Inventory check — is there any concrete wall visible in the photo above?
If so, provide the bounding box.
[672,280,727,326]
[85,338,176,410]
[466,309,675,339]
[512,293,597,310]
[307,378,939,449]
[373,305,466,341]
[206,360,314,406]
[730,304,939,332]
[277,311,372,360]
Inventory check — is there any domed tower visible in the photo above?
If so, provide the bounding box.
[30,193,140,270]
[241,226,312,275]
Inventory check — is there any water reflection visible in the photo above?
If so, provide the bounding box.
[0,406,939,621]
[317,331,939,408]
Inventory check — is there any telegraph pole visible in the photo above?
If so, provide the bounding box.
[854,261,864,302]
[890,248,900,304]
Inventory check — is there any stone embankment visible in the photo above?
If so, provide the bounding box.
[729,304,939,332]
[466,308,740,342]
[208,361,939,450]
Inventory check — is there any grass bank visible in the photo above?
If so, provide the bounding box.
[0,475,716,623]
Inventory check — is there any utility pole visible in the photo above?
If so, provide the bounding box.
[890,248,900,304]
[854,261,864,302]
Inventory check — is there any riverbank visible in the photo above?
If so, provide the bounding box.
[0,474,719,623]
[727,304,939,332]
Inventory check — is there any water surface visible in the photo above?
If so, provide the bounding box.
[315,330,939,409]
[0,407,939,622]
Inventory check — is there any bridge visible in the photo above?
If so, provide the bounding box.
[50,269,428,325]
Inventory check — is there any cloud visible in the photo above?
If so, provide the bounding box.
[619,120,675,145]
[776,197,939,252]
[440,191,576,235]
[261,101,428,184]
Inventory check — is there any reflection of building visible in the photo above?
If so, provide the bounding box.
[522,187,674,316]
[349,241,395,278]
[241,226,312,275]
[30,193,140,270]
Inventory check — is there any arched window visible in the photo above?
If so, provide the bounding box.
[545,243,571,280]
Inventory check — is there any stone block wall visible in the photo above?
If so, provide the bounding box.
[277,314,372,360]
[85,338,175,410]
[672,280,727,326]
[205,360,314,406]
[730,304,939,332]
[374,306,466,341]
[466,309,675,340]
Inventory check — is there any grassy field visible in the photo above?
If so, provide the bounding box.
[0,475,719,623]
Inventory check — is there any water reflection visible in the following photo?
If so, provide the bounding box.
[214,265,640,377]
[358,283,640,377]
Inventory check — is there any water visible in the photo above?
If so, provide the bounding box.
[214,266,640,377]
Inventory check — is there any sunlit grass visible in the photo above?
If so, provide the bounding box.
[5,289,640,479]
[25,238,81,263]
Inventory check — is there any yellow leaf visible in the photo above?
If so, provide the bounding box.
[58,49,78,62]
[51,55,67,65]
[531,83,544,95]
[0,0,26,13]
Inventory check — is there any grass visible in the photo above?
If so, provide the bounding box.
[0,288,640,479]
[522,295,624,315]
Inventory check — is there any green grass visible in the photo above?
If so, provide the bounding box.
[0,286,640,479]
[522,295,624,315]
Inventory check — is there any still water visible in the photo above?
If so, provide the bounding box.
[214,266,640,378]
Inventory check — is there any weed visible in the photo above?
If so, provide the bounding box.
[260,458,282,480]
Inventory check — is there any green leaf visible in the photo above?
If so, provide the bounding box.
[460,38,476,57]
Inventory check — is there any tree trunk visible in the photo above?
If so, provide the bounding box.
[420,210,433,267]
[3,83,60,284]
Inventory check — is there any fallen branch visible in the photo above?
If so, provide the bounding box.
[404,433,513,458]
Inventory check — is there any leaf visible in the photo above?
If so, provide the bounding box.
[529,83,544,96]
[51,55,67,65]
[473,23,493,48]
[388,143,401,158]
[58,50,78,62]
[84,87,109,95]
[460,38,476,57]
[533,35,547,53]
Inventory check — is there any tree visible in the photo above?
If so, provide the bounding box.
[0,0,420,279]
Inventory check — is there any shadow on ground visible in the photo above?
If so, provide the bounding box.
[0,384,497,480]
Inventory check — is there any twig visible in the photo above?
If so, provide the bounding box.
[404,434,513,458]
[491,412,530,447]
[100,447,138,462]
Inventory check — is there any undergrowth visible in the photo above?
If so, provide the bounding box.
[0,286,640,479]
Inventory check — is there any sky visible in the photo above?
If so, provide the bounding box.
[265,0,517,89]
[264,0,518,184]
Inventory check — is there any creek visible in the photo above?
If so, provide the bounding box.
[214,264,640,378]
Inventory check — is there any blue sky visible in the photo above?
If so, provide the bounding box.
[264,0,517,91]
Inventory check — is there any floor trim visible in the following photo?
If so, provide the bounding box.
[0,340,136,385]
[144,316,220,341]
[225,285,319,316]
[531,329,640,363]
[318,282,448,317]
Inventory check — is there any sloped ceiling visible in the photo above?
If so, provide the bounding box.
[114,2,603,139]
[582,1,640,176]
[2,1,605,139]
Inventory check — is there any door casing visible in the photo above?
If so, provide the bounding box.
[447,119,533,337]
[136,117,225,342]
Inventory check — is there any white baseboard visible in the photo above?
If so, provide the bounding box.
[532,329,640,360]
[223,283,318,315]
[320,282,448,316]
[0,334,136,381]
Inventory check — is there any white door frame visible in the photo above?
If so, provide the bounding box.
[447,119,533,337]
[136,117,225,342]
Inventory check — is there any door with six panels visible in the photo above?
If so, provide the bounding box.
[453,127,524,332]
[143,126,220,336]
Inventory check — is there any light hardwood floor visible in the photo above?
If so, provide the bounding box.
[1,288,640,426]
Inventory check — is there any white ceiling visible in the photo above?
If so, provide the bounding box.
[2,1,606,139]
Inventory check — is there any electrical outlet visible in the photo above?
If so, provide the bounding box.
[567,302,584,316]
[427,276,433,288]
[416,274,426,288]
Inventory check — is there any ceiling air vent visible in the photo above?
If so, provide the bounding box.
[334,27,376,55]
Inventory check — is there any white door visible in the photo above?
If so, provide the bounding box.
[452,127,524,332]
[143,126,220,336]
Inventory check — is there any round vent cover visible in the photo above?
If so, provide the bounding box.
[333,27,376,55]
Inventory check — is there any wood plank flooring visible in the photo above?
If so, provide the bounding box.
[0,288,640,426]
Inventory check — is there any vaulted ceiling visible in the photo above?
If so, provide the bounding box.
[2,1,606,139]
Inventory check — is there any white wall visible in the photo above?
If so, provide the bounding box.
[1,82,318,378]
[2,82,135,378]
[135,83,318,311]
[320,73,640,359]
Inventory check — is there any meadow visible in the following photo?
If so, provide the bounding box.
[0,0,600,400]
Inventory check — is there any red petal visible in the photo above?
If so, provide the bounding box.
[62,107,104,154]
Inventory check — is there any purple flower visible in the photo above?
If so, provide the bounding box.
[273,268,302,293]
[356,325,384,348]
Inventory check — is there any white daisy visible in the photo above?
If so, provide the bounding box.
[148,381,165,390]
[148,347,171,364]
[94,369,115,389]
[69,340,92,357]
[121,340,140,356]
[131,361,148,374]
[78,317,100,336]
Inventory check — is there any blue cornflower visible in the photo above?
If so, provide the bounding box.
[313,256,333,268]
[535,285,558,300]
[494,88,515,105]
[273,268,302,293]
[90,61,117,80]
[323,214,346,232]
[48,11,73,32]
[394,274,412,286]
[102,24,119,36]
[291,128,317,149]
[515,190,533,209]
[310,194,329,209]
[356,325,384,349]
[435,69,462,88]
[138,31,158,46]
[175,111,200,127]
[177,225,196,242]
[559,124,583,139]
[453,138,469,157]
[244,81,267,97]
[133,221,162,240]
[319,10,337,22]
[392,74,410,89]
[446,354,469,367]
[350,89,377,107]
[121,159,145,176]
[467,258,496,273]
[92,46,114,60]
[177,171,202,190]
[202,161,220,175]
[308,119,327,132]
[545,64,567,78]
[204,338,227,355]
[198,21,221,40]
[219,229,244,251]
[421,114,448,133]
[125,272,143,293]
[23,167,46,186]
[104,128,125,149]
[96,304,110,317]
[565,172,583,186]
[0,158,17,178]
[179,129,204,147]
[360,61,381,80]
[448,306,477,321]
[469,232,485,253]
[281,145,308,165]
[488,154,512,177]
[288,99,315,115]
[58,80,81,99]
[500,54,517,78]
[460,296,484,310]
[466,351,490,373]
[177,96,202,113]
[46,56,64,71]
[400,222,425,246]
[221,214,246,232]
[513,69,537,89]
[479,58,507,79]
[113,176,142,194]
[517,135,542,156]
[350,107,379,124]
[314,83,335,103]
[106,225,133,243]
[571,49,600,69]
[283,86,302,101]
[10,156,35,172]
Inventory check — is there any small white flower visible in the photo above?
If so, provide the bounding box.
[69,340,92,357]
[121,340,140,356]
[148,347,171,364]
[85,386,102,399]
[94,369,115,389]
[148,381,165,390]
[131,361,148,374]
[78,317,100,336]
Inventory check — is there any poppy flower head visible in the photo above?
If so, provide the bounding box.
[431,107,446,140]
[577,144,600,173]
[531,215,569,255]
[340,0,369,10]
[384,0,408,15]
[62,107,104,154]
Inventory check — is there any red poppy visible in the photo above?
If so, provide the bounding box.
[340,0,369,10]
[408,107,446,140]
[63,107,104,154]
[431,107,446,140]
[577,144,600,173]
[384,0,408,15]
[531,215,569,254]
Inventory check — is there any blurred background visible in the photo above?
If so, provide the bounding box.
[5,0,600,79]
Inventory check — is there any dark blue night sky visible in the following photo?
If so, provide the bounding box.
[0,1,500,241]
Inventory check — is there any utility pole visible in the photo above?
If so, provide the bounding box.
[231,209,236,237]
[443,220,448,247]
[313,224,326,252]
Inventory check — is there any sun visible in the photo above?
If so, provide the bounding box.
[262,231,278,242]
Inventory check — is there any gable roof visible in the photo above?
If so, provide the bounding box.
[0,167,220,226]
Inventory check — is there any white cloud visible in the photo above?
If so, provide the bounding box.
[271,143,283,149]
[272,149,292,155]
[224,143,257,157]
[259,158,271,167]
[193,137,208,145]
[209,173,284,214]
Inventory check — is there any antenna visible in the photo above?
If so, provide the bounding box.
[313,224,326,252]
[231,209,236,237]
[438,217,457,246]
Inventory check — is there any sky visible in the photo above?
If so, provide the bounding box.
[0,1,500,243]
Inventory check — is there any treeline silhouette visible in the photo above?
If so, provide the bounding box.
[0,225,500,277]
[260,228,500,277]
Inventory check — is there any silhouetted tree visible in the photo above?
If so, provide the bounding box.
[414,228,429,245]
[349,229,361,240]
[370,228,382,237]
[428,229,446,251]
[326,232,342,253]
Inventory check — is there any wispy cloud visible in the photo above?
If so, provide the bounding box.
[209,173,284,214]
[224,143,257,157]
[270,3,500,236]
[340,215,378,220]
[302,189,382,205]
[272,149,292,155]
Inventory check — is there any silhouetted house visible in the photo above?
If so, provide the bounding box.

### Task details
Reproduce the listing from its first line through the line containing "[208,361,939,450]", inclusive, with "telegraph pole" changed to "utility pole" and nothing else altered.

### Task output
Inventory check — is there any concrete wall visible in the photo above?
If so, provide the bounding box.
[672,280,727,326]
[85,338,176,410]
[466,309,675,339]
[512,293,597,310]
[307,378,939,449]
[373,305,466,341]
[206,360,314,406]
[730,304,939,332]
[277,311,372,360]
Inventory check — is there any domed tower visible in the photo above?
If so, provide the bounding box.
[30,193,140,270]
[241,226,312,275]
Inventory check — is there any water reflection visible in the photo above?
If so, provide the bounding box.
[0,406,939,621]
[317,331,939,408]
Inventory check — is there any utility pole visible in the photo above?
If so, provide the bounding box.
[854,261,864,302]
[890,248,900,304]
Inventory check — is there any stone embankment visible in the photo above?
If so, provide the bounding box.
[729,304,939,332]
[466,308,740,342]
[208,361,939,450]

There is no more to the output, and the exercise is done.